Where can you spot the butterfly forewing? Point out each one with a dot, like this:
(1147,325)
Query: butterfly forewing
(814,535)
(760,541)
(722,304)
:::
— Exercise details —
Retype each record exactly, leaving nothing out.

— Written reply —
Where can you spot the butterfly forewing? Point out each one with a dot, like this:
(1147,325)
Query: butterfly forewing
(814,535)
(760,541)
(722,304)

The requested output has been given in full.